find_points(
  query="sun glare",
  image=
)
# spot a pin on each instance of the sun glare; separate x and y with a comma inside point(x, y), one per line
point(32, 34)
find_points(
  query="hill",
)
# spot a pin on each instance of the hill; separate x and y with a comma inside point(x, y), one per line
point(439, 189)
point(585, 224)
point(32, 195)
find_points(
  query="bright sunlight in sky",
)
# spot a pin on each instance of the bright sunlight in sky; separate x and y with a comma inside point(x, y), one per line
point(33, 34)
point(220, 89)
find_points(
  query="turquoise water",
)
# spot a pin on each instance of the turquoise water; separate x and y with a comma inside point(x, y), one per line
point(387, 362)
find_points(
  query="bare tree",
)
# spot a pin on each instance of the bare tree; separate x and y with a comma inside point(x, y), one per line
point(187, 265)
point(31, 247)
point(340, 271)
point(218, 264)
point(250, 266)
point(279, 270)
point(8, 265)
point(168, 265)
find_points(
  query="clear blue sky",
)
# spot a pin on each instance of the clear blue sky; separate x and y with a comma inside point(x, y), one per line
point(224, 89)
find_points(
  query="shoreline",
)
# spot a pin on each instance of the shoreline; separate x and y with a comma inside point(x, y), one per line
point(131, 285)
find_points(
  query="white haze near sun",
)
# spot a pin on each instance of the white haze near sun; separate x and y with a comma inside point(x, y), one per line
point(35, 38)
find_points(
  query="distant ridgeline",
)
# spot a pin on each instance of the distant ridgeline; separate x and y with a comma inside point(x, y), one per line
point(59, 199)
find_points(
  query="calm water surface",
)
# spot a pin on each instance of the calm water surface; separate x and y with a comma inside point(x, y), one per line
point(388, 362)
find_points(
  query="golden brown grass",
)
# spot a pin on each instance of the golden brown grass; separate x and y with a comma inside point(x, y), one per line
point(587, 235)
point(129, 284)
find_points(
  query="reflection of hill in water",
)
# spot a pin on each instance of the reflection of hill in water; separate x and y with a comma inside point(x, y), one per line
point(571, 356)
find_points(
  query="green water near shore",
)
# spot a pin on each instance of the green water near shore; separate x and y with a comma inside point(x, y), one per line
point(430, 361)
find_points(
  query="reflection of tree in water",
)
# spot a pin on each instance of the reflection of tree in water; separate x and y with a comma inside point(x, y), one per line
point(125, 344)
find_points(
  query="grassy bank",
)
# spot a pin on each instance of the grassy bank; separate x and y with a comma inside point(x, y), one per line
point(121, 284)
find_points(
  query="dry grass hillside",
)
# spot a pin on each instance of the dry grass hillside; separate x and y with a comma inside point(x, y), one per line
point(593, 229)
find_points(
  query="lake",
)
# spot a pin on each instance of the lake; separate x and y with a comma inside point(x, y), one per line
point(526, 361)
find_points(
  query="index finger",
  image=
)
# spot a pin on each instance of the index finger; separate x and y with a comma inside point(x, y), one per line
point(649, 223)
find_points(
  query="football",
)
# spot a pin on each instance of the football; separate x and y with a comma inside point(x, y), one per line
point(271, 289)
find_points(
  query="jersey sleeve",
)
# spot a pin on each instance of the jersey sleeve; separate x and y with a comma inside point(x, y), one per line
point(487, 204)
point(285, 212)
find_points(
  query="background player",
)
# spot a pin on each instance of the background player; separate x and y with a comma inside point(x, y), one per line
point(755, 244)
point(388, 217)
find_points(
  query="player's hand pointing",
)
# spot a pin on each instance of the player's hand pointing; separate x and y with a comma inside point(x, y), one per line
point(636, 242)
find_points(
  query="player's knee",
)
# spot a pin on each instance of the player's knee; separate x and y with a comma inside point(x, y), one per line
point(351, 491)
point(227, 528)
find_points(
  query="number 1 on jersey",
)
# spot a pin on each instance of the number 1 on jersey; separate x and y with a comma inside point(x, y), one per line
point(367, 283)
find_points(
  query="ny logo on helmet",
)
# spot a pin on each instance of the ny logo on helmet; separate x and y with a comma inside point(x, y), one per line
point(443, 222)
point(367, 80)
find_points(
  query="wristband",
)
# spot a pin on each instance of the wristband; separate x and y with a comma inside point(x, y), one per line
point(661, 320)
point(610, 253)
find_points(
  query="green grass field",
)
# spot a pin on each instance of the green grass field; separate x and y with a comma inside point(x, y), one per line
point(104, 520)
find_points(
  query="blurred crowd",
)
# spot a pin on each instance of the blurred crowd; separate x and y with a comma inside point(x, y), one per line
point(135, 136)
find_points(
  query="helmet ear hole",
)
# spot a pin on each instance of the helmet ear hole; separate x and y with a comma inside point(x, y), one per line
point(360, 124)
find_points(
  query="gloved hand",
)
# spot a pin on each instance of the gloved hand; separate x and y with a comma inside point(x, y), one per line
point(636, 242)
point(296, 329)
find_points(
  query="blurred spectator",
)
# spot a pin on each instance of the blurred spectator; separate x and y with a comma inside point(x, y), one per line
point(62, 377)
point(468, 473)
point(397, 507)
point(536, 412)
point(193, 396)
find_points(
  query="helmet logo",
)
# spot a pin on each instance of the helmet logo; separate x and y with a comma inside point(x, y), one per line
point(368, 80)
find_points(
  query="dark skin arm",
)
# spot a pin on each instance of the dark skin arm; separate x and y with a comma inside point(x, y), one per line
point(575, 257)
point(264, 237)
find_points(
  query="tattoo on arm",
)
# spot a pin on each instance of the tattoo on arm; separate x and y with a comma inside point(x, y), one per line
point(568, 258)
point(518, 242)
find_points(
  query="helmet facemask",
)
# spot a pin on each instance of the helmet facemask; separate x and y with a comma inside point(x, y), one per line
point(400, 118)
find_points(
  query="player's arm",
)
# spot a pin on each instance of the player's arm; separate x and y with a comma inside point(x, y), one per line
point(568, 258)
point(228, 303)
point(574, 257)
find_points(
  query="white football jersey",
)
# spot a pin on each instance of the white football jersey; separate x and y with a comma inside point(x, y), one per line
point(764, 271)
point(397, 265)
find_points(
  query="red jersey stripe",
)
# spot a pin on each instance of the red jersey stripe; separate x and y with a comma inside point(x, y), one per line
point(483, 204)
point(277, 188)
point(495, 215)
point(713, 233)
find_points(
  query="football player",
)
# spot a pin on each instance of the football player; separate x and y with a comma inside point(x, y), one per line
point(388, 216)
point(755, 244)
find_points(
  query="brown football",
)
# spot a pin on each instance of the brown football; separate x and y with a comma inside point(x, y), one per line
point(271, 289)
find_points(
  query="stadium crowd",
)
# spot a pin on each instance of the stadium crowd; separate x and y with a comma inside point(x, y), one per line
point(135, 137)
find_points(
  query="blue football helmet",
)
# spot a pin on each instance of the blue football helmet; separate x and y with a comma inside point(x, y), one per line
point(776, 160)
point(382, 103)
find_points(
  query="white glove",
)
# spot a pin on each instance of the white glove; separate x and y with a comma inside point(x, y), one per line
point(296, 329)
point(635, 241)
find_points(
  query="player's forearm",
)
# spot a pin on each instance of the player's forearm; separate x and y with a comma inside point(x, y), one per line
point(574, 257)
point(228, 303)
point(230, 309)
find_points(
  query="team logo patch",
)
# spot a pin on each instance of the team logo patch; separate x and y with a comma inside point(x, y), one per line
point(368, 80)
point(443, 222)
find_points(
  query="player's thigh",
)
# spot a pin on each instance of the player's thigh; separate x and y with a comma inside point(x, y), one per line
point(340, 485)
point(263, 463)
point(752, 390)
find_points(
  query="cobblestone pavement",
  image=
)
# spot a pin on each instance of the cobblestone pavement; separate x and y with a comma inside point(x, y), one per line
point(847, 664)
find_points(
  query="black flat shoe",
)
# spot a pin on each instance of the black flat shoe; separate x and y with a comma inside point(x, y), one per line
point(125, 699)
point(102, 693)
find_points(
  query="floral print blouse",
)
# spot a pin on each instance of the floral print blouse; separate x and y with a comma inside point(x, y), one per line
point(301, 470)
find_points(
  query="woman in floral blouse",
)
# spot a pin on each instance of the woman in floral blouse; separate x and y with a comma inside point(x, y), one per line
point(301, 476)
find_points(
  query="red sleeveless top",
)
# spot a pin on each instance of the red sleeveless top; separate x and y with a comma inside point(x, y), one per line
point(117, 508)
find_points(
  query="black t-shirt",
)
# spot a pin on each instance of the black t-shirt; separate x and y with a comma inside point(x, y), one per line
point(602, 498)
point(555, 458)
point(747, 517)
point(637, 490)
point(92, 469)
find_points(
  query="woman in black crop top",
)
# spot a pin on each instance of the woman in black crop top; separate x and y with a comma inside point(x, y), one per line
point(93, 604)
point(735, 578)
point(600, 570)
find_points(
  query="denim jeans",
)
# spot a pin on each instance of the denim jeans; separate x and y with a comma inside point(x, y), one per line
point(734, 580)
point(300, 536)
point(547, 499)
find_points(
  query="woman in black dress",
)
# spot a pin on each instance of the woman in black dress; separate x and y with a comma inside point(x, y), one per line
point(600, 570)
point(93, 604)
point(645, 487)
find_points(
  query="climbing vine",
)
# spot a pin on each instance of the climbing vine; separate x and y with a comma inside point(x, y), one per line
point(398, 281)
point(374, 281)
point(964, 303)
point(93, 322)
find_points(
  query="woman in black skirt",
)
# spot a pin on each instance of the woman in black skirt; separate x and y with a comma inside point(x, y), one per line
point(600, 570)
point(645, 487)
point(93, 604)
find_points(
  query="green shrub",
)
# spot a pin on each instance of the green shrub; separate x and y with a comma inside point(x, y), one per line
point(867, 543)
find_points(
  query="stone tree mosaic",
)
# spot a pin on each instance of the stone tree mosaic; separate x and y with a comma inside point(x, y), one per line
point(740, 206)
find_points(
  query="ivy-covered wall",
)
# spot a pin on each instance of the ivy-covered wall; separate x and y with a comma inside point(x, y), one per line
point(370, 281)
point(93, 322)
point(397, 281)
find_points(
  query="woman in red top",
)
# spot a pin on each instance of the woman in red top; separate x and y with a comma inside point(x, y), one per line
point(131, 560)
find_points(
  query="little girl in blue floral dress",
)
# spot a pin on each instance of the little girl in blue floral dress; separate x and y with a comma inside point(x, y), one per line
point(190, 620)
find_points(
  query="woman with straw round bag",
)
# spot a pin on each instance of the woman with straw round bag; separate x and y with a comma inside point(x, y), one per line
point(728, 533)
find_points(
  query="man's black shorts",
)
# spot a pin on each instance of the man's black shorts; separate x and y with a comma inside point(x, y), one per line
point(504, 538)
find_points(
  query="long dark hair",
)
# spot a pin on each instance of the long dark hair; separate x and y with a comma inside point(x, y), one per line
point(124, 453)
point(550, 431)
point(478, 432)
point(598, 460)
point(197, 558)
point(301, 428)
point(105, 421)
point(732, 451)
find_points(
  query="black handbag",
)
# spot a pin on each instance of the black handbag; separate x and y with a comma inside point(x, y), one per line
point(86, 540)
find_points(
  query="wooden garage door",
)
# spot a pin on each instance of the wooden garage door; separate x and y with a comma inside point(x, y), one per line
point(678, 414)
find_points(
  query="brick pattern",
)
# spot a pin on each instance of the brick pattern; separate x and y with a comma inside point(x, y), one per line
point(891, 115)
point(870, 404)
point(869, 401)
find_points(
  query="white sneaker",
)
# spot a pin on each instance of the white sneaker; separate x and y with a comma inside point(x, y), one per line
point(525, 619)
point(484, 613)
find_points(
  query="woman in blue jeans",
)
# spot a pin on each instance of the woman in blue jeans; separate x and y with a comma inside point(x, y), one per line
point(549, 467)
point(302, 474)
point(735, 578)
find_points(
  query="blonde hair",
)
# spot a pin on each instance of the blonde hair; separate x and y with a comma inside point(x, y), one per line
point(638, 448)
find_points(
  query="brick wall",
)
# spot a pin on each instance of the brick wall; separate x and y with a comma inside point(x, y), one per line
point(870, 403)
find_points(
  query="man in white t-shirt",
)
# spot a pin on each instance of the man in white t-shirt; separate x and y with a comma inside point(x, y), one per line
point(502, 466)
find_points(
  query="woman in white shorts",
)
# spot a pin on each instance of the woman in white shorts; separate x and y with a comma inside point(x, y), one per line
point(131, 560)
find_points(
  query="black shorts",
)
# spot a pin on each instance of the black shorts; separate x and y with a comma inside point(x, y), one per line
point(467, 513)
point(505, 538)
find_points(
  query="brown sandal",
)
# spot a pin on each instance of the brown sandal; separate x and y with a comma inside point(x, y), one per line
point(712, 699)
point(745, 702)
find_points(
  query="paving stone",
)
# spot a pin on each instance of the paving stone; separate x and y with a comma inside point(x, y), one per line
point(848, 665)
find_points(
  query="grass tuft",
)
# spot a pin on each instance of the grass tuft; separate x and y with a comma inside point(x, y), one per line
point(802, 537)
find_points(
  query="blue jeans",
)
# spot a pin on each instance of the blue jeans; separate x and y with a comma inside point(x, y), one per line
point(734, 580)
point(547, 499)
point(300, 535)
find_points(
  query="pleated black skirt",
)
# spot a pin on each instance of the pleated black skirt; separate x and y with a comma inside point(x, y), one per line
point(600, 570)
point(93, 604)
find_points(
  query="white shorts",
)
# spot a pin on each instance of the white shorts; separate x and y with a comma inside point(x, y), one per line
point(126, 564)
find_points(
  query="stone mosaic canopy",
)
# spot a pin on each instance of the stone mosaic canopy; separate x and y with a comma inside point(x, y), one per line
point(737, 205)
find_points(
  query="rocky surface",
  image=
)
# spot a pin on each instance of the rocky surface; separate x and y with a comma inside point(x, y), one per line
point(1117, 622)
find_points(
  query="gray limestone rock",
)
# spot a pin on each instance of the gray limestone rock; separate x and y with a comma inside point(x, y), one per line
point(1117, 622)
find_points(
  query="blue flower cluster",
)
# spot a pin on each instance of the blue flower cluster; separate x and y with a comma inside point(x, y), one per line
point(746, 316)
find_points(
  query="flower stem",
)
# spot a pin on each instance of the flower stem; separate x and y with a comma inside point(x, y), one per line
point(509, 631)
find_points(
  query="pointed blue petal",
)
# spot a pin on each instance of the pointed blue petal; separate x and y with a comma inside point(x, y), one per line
◇ ◇ ◇ ◇ ◇ ◇ ◇
▶ _What to work on_:
Which lines in the rows above contain the string "flower"? Report each such line in full, treating uppercase and lowercase as different.

▶ _Completed exercise_:
  query="blue flower cluster",
# spot a pin on each instance of the blue flower cluster; separate x and y with a comma inside point(x, y), one per line
  query="flower stem",
# spot a pin on each instance of the flower stem; separate x and y with a comma inside point(x, y), one per line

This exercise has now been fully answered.